## What you should do
A complete, exact copy of the data is the required answer.

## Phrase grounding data
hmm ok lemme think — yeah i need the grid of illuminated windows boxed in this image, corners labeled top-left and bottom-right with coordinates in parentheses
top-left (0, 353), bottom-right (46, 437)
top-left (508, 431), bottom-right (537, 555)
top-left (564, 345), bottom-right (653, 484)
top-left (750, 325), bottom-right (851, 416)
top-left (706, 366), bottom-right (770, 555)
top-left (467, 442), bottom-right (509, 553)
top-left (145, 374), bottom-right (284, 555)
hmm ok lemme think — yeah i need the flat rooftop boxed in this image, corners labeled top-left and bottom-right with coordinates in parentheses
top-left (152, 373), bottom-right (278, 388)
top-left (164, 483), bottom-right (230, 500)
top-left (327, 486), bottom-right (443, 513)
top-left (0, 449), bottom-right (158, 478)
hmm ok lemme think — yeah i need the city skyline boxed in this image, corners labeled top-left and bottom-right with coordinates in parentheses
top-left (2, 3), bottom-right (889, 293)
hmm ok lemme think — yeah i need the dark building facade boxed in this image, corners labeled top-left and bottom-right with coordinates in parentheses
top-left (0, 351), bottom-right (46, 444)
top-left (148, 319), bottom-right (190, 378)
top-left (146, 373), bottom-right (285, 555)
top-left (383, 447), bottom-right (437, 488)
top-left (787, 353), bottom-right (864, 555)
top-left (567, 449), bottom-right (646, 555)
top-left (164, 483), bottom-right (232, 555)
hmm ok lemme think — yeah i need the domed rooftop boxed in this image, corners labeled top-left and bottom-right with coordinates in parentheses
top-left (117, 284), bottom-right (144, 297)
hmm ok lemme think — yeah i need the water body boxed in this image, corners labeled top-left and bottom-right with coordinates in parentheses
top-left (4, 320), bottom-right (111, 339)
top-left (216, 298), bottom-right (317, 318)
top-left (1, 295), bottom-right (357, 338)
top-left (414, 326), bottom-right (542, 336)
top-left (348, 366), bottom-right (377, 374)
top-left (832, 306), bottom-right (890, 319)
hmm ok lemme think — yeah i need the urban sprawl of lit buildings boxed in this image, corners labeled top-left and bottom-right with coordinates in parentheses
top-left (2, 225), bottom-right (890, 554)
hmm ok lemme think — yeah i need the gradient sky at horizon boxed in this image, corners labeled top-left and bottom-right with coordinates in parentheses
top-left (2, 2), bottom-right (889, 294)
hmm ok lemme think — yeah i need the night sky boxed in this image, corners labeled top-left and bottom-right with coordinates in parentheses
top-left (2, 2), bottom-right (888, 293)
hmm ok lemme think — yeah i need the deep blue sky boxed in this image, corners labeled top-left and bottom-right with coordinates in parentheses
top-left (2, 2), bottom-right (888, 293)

## Response
hmm ok lemme think — yeah i need the grid of illuminated windows boxed in this image, corners labeled top-left and bottom-right with coordinates in parentheses
top-left (0, 353), bottom-right (46, 437)
top-left (508, 431), bottom-right (537, 555)
top-left (564, 345), bottom-right (653, 484)
top-left (750, 325), bottom-right (851, 416)
top-left (706, 366), bottom-right (770, 555)
top-left (467, 442), bottom-right (509, 553)
top-left (145, 374), bottom-right (284, 555)
hmm ok lemme think — yeah i need the flat rooftop boxed in this image, corners labeled top-left and bottom-right with coordinates in parentheses
top-left (152, 373), bottom-right (278, 388)
top-left (164, 483), bottom-right (230, 500)
top-left (327, 486), bottom-right (443, 513)
top-left (0, 449), bottom-right (158, 478)
hmm ok lemme think — yeah i need the city skyline boxed in this image, corners labeled top-left and bottom-right with coordinates in parentheses
top-left (2, 3), bottom-right (889, 293)
hmm ok lemme think — yeah i need the dark building facade boxed in this image, corners labeled top-left and bottom-right with coordinates in parentheses
top-left (0, 351), bottom-right (46, 444)
top-left (148, 319), bottom-right (190, 378)
top-left (146, 373), bottom-right (285, 555)
top-left (383, 447), bottom-right (437, 488)
top-left (787, 353), bottom-right (864, 555)
top-left (567, 449), bottom-right (646, 555)
top-left (164, 483), bottom-right (232, 555)
hmm ok lemme think — yeah i need the domed rooftop boxed in this image, corners labeled top-left and bottom-right with coordinates in parentheses
top-left (117, 284), bottom-right (144, 297)
hmm ok lemme think — yeah i need the water body boxed in this image, corners labeled top-left and bottom-right with coordinates in parentheses
top-left (4, 320), bottom-right (111, 339)
top-left (216, 298), bottom-right (317, 318)
top-left (1, 295), bottom-right (357, 338)
top-left (414, 326), bottom-right (542, 336)
top-left (348, 366), bottom-right (377, 374)
top-left (832, 306), bottom-right (890, 319)
hmm ok lemme think — yeah i need the urban sprawl of lit buildings boxed in this image, corners labeled top-left and bottom-right with coordinates in parentheses
top-left (2, 225), bottom-right (890, 554)
hmm ok lemme think — yeah i need the gradient sky at horizon boxed in this image, corners labeled top-left and bottom-right with coordinates in parentheses
top-left (2, 2), bottom-right (889, 294)
hmm ok lemme think — yeah i need the night sky boxed in this image, corners labeled top-left and bottom-right with coordinates in parentheses
top-left (2, 2), bottom-right (888, 293)
hmm ok lemme think — yeah i need the deep blue sky boxed in this image, corners labeled top-left and bottom-right with coordinates in parentheses
top-left (2, 2), bottom-right (888, 293)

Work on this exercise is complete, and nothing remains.